__Input for this task__
────────────────────

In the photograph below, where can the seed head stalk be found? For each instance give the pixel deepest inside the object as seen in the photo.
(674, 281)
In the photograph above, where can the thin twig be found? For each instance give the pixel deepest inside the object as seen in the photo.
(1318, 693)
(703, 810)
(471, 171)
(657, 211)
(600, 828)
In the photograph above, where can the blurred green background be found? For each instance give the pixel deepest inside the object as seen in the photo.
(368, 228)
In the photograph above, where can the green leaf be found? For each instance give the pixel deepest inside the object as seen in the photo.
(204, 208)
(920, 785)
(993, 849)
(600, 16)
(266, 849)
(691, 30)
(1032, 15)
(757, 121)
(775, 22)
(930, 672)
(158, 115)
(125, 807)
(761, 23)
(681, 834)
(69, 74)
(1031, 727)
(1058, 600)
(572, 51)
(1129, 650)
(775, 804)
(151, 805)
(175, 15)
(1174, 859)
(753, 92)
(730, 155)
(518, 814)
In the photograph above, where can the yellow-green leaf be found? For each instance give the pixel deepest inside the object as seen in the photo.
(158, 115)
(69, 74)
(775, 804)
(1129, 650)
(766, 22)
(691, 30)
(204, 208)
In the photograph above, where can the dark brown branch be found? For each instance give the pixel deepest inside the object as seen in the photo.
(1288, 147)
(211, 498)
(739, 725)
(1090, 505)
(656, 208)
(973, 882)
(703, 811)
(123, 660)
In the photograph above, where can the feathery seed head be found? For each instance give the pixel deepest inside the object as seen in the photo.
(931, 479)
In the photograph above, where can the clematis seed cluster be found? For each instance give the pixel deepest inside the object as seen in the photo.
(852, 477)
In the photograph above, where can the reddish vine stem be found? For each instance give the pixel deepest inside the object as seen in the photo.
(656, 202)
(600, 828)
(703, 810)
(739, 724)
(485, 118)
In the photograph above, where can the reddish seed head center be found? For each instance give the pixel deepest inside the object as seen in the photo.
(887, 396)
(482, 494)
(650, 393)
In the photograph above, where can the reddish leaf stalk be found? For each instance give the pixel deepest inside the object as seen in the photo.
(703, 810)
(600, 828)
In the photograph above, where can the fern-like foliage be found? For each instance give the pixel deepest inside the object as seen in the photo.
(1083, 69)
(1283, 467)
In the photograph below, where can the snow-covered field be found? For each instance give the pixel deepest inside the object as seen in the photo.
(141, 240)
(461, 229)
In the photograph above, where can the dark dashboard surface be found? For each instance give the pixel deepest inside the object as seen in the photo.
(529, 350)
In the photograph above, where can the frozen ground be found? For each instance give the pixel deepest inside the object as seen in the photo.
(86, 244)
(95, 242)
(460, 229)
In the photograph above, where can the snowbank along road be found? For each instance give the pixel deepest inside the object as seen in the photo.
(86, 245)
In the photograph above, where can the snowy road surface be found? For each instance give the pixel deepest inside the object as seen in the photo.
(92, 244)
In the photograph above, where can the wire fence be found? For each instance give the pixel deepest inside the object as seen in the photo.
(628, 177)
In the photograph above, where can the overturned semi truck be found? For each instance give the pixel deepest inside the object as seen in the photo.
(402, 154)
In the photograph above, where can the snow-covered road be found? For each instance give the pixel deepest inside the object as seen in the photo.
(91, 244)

────────────────────

__What you need to do__
Copy every entry above word for word, leaving each line unchanged and in the same order.

__Complete response__
In the photograph below, where can the seed head stalk be found? For each instance give the pixel deepest inside the object as seen in the photo.
(674, 281)
In the photograph above, where can the thin twig be found? For each instance give the pixel deepest inside the object as seen in the photo.
(1318, 693)
(703, 810)
(471, 171)
(657, 211)
(600, 828)
In the photograph above, where can the blurred green background be found? For each instance give the pixel deepest inside the object as seen in the photo.
(368, 228)
In the photograph above, where can the green leaf be found? For each instance give the pixel deepest inside the object as seen in the photo.
(204, 208)
(920, 785)
(993, 849)
(600, 16)
(266, 849)
(691, 30)
(1032, 15)
(757, 121)
(775, 22)
(930, 672)
(158, 115)
(125, 807)
(761, 23)
(681, 834)
(69, 74)
(1031, 727)
(1058, 600)
(572, 51)
(1129, 650)
(775, 804)
(151, 805)
(175, 15)
(1174, 859)
(753, 92)
(730, 155)
(518, 814)
In the photograph above, where can the yellow-green leaf be found? For each instance give the pixel deepest inside the object as seen in the photo.
(158, 115)
(69, 74)
(775, 804)
(1129, 650)
(766, 22)
(691, 30)
(204, 208)
In the photograph above, where can the dark brown branch be found? For each instance give the pixel deepest inside the object as seen in the photo.
(1288, 147)
(211, 498)
(739, 725)
(1090, 505)
(656, 208)
(973, 882)
(703, 811)
(123, 660)
In the photograph above, where can the feathery seed head be found? For each instance give the pixel deepest inside the object as seen in the photo.
(931, 479)
In the photograph above, where can the clematis seed cluster be found? For each instance give the pixel deepest inside the object as seen in the photo.
(852, 477)
In the photograph above, where can the reddish vine stem be found? For each instance give the pixel deepest inside the object as seen in the photo.
(656, 202)
(600, 828)
(703, 810)
(739, 724)
(485, 118)
In the photograph above, where can the reddish seed head center be found? For each instance give the pixel deepest inside the object as seen in the photo.
(887, 396)
(482, 494)
(650, 393)
In the photograph above, where can the reddish leaf stalk be found? For each instance give the pixel deepest inside the object as seen in the photo.
(703, 810)
(600, 828)
In the photograph above, where can the fern-like foliage be found? For each instance give the pixel deepest inside the object as seen in the photo.
(1083, 69)
(1283, 467)
In the photograph below, where can the snow-covered field be found? For each instance give the pixel deepest inside the object as seen in the photo.
(141, 240)
(461, 229)
In the photograph above, where can the dark dashboard surface be found? For each instance give the pixel deepest inside the object as seen in the photo.
(529, 350)
In the photograph above, where can the frozen ground be found? For each instance give the pixel deepest inside the object as seen in the photo.
(86, 244)
(95, 242)
(460, 229)
In the photograph above, where can the snowbank along road be found? For each instance give the pixel deepest inside the object as seen in the photo.
(86, 245)
In the photograph above, where can the snowy road surface be found? For each instance give the pixel deepest inside the object as seen in the photo.
(92, 244)
In the photograph above, where can the wire fence be found? For each instance give the pixel deepest inside the object as seen in the photo.
(628, 177)
In the photograph above, where can the overturned semi truck be found? For each instance give the pixel deepest inside the object as seen in the photo.
(402, 154)
In the photograph above, where can the snow-covered road be found? For each instance give the pixel deepest inside the object as seen in the photo.
(91, 244)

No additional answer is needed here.